::: Dataset rows

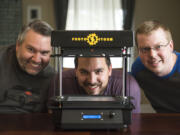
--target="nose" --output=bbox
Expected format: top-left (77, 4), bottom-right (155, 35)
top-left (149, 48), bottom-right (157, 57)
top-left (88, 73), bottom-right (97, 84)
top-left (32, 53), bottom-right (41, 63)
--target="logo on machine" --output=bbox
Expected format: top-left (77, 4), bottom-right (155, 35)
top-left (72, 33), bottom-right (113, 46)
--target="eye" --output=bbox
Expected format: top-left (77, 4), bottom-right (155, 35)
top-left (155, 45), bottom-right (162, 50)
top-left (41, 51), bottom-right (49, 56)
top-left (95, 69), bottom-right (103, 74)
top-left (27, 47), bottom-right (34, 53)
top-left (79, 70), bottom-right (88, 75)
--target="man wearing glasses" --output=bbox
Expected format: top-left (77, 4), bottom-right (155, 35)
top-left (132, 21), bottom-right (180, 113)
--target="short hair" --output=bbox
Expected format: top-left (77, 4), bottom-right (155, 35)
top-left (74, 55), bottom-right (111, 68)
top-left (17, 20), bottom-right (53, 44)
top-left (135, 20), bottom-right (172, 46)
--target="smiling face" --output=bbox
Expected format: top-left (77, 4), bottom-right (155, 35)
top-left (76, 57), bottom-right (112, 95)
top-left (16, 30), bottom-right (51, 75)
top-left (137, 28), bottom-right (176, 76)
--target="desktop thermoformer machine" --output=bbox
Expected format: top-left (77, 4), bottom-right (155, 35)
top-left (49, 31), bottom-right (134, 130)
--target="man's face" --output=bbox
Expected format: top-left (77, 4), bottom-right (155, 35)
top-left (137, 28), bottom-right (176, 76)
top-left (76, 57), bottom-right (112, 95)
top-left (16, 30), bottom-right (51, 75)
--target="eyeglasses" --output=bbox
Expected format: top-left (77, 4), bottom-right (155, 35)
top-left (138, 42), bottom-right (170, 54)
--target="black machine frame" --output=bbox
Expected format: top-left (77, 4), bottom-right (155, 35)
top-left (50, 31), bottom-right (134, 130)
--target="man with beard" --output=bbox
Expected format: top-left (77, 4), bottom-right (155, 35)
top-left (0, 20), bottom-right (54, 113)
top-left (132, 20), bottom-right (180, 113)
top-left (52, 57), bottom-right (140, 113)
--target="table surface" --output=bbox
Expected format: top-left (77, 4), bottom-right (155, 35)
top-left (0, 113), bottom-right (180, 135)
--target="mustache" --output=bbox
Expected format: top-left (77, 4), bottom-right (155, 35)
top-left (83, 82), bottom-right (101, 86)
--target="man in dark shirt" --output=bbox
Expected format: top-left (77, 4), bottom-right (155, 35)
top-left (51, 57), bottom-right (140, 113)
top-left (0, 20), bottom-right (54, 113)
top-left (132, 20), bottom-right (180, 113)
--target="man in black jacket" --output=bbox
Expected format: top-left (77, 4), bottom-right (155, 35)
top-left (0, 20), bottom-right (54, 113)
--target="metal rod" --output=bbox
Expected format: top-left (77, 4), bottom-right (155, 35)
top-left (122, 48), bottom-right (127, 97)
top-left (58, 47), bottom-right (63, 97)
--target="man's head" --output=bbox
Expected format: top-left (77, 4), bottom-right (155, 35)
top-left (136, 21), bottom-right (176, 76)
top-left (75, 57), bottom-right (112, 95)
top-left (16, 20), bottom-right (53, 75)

::::::
::: Dataset rows

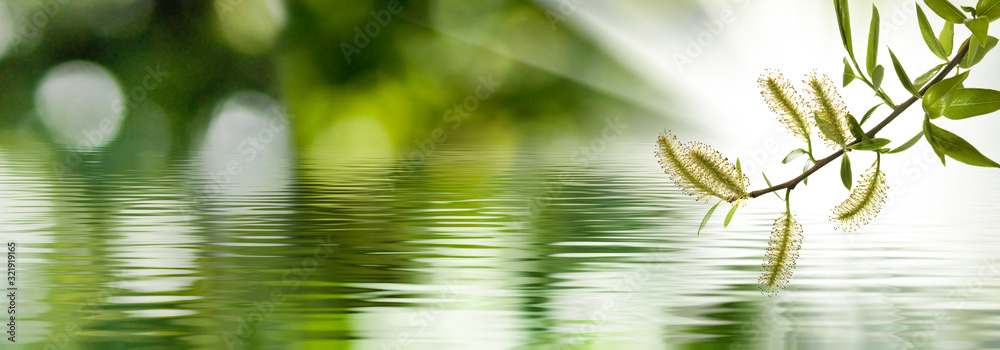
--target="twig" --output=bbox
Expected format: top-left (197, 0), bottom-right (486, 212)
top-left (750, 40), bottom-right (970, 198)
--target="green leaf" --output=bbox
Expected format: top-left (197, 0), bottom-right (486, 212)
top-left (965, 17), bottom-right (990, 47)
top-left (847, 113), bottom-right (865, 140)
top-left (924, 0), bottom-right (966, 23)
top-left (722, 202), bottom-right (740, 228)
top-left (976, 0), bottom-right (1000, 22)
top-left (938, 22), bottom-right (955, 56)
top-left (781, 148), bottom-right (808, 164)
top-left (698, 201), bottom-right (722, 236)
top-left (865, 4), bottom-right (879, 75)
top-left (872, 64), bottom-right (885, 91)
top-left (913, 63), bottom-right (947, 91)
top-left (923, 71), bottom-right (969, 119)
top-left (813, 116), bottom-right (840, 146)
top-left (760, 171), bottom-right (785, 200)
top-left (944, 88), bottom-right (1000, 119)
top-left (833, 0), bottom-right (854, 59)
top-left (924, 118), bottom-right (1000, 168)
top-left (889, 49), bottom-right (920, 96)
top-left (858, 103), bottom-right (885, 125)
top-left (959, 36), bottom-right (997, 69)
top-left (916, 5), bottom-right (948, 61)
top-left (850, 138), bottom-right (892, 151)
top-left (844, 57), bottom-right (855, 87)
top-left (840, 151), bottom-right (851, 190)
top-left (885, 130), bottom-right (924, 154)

::::::
::: Dataset rows

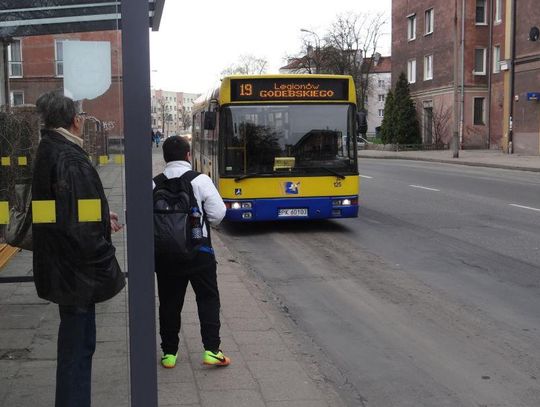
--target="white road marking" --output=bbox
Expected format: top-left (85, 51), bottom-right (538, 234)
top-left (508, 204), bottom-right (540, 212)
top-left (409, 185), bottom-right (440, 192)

::::::

- What is being asked: List every line of the items above that contains the word "machine".

- Worked answer:
--target="logo on machine" --output=bbox
--target="desktop thermoformer machine" --output=bbox
--target="black machine frame" --output=bbox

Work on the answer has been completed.